[SELECTED PASSAGE]

The American writer F Scott Fitzgerald once wrote that the test of intelligence was being able to hold two opposing ideas in the mind at the same time and still function. With 50 days to go before the Olympics begin in Tokyo, it is simultaneously unthinkable that they will go ahead and unimaginable that they could be cancelled. Does that make Olympic watchers intelligent? Or mad?
Every day seems to bring more problematic news from Tokyo. Covid continues to spread in the city, despite an ongoing state of emergency – which has just been extended. Last week, influential Japanese newspaper Asahi Shimbun published an editorial calling on prime minister Yoshihide Suga to call off the Games. “If the highly divisive Tokyo Olympics are staged without the public’s blessing, what will have been gained and lost?” it asked.
A recent Japanese poll found 83% of respondents wanted the Olympics cancelled or postponed – an increase on the 69% who were against the Games in April. An online petition calling for cancellation is approaching half a million signatures. And yet the International Olympic Committee is intransigent. The Games must go on, they declare. Last week it was IOC president Thomas Bach’s turn to project unwarranted optimism: “We’re entering the final lap ahead of these postponed Olympic Games.”
Asahi Shimbun’s editorial was all the more remarkable because the newspaper is an official sponsor of the Games, reportedly to the tune of $AU70 million. Yet they are willing to write that off, clear-eyed to the challenge of hosting the Olympics as the pandemic persists. Evidently their bean-counters understand the sunk cost fallacy.
But the IOC, with many billions of dollars in the hole, are unwilling to cut their losses. Another senior IOC figure, Richard Pound, recently insisted that “barring Armageddon that we can’t see or anticipate, these things are a go”. On current form, one imagines that even an apocalypse would not dissuade the IOC from hosting the Games. Cockroach long jump, anyone?
Australia’s athletes remain mentally distanced from this turbulence. Ask Olympians for their thoughts on the possibility of cancellation and the answers are unwavering: in their heads the Games are going ahead, at least until they are not. Needing to remain laser-focused in training with just seven weeks to go, most Olympians have tuned out the noise. Ignorance is bliss. They are freshly vaccinated (most got their second Pfizer jab this week) and ready for pre-Games training camps or last-minute selection events.
And so, to Tokyo we go. Barring a volte-face from the IOC in the next 50 days, the strangest Olympics in history will take place. In the Games’ pantheon, it will surely rank alongside the Nazi 1936 Olympics in Berlin. Those Games immortalised the words of American Olympic Committee president Avery Brundage, who blithely insisted “politics has no place in sport”. How long until Bach or Pound proclaim that the pandemic had no place in sport?

[/SELECTED PASSAGE]
[ENTRIES SUPPLIED]

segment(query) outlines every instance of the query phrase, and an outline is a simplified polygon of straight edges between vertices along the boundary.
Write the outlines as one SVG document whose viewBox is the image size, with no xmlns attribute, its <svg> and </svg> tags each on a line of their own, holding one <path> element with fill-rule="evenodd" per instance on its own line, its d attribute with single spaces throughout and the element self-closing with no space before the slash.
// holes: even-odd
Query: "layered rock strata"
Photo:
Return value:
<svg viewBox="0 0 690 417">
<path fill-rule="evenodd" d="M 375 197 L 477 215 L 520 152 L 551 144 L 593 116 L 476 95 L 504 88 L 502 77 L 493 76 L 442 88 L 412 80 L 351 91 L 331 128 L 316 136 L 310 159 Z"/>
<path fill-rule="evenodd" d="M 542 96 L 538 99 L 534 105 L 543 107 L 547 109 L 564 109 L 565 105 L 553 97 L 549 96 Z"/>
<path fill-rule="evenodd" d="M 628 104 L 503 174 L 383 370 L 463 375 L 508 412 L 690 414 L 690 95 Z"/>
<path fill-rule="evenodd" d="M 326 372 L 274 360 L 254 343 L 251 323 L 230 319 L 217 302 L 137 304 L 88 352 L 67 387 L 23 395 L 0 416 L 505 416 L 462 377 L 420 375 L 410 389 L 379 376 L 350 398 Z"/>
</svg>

[/ENTRIES SUPPLIED]

> **TASK ITEM**
Continue the commentary on the Tokyo Olympics from the point where it stops.

> **REPLY**
In the face of such widespread Japanese resistance, the IOC are pinning their hopes on it working out. If the Games go off with minimal Covid spread, the athletes take centre-stage and there are plenty of sporting headlines, collective amnesia may well set in. After the stress and anxiety of the past 15 months, the several billion people who tune in to each Olympics will no doubt gladly consume this television spectacle. The IOC is rolling the dice in a high-stakes game, but it remains possible that the bet will pay off.
Yet the organisation’s stance – Olympics or bust – remains stark. In the context of ongoing human rights concerns over the 2022 Winter Olympics in Beijing, Bach observed that the IOC is no “super world government”. It is certainly acting like one. Under the host city contract, neither the Tokyo or Japanese governments have any contractual ability to call the Games off. When four in five Japanese don’t want the Games to happen, insisting that they must – on pains of a multi-billion dollar compensation bill – has real hostage-taker energy.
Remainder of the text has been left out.